RECORD SET START

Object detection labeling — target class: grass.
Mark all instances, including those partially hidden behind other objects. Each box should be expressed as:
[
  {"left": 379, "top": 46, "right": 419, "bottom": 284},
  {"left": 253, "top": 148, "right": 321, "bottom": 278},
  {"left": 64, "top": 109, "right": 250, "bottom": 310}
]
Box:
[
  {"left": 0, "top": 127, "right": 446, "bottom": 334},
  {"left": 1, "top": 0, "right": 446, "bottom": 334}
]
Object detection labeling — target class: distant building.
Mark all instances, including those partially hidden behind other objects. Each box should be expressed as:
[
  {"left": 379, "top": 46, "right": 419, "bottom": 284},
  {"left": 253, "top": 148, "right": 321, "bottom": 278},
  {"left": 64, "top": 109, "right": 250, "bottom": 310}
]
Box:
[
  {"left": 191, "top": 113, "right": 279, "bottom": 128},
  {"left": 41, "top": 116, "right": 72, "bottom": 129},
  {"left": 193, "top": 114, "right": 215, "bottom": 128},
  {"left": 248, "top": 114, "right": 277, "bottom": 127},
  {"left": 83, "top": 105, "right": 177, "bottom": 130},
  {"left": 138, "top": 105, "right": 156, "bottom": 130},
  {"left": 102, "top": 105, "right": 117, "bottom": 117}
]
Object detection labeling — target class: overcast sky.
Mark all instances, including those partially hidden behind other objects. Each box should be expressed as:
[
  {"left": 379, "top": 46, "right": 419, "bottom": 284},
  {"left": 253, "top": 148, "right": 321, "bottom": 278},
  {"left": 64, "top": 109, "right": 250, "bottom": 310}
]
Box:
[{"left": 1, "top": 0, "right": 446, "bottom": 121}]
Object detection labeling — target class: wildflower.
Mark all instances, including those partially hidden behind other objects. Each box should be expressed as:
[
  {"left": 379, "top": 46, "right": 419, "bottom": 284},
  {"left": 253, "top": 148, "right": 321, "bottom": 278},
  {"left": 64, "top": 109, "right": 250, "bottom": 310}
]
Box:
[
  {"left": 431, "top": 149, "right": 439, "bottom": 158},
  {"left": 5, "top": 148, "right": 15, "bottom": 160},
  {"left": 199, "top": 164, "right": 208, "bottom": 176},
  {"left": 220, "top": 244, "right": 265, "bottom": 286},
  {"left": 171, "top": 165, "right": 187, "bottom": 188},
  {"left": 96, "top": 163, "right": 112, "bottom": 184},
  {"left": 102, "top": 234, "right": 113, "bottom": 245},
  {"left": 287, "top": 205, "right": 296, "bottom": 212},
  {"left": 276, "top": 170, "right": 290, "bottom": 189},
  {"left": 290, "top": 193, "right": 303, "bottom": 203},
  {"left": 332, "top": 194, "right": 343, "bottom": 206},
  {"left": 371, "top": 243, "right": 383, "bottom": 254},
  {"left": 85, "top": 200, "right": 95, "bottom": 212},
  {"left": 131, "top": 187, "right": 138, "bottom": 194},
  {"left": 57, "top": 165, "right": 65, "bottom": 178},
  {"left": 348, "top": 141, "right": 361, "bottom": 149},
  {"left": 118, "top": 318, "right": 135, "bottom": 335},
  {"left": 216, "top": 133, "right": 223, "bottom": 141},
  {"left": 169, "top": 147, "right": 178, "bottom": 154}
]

RECORD SET END

EXERCISE AIM:
In the answer, the listing above should be restated word for word.

YOUR RESPONSE:
Object detection labeling — target class: grass.
Mark all instances, including those partially hidden behind other objects. Each box should be expressed as:
[
  {"left": 379, "top": 46, "right": 419, "bottom": 284},
  {"left": 253, "top": 148, "right": 321, "bottom": 278},
  {"left": 64, "top": 109, "right": 250, "bottom": 310}
]
Box:
[
  {"left": 0, "top": 127, "right": 446, "bottom": 334},
  {"left": 1, "top": 0, "right": 446, "bottom": 334}
]
Object detection labeling — target class: distant building.
Mark all instances, including those partially hidden behind other objects. Each box should be expressed as:
[
  {"left": 379, "top": 46, "right": 419, "bottom": 284},
  {"left": 253, "top": 148, "right": 321, "bottom": 278},
  {"left": 64, "top": 109, "right": 250, "bottom": 310}
]
Box:
[
  {"left": 191, "top": 113, "right": 279, "bottom": 128},
  {"left": 41, "top": 116, "right": 72, "bottom": 129},
  {"left": 193, "top": 114, "right": 215, "bottom": 128},
  {"left": 248, "top": 114, "right": 277, "bottom": 127},
  {"left": 83, "top": 105, "right": 177, "bottom": 130},
  {"left": 138, "top": 105, "right": 156, "bottom": 130},
  {"left": 102, "top": 105, "right": 117, "bottom": 117}
]
Object detection labeling — target class: overcast sky.
Mark all instances, including those partially hidden behind other objects. Each box should be expressed as:
[
  {"left": 379, "top": 46, "right": 419, "bottom": 284},
  {"left": 253, "top": 148, "right": 321, "bottom": 278},
  {"left": 64, "top": 109, "right": 250, "bottom": 310}
]
Box:
[{"left": 1, "top": 0, "right": 446, "bottom": 121}]
Object detection labeling — target class: wildflower.
Mark all instances, including those partially hidden behind other objects. Each box should be expressed as:
[
  {"left": 379, "top": 46, "right": 419, "bottom": 284},
  {"left": 253, "top": 148, "right": 321, "bottom": 278},
  {"left": 64, "top": 109, "right": 250, "bottom": 310}
]
Box:
[
  {"left": 431, "top": 149, "right": 439, "bottom": 158},
  {"left": 5, "top": 148, "right": 15, "bottom": 160},
  {"left": 199, "top": 164, "right": 208, "bottom": 176},
  {"left": 220, "top": 244, "right": 265, "bottom": 286},
  {"left": 171, "top": 165, "right": 187, "bottom": 188},
  {"left": 96, "top": 163, "right": 112, "bottom": 184},
  {"left": 102, "top": 234, "right": 113, "bottom": 245},
  {"left": 287, "top": 205, "right": 296, "bottom": 212},
  {"left": 276, "top": 170, "right": 290, "bottom": 189},
  {"left": 290, "top": 193, "right": 303, "bottom": 203},
  {"left": 332, "top": 194, "right": 343, "bottom": 206},
  {"left": 371, "top": 243, "right": 383, "bottom": 254},
  {"left": 85, "top": 200, "right": 95, "bottom": 212},
  {"left": 131, "top": 187, "right": 138, "bottom": 194},
  {"left": 57, "top": 165, "right": 65, "bottom": 178},
  {"left": 348, "top": 141, "right": 361, "bottom": 149},
  {"left": 118, "top": 318, "right": 135, "bottom": 335},
  {"left": 216, "top": 133, "right": 223, "bottom": 141},
  {"left": 169, "top": 147, "right": 178, "bottom": 154}
]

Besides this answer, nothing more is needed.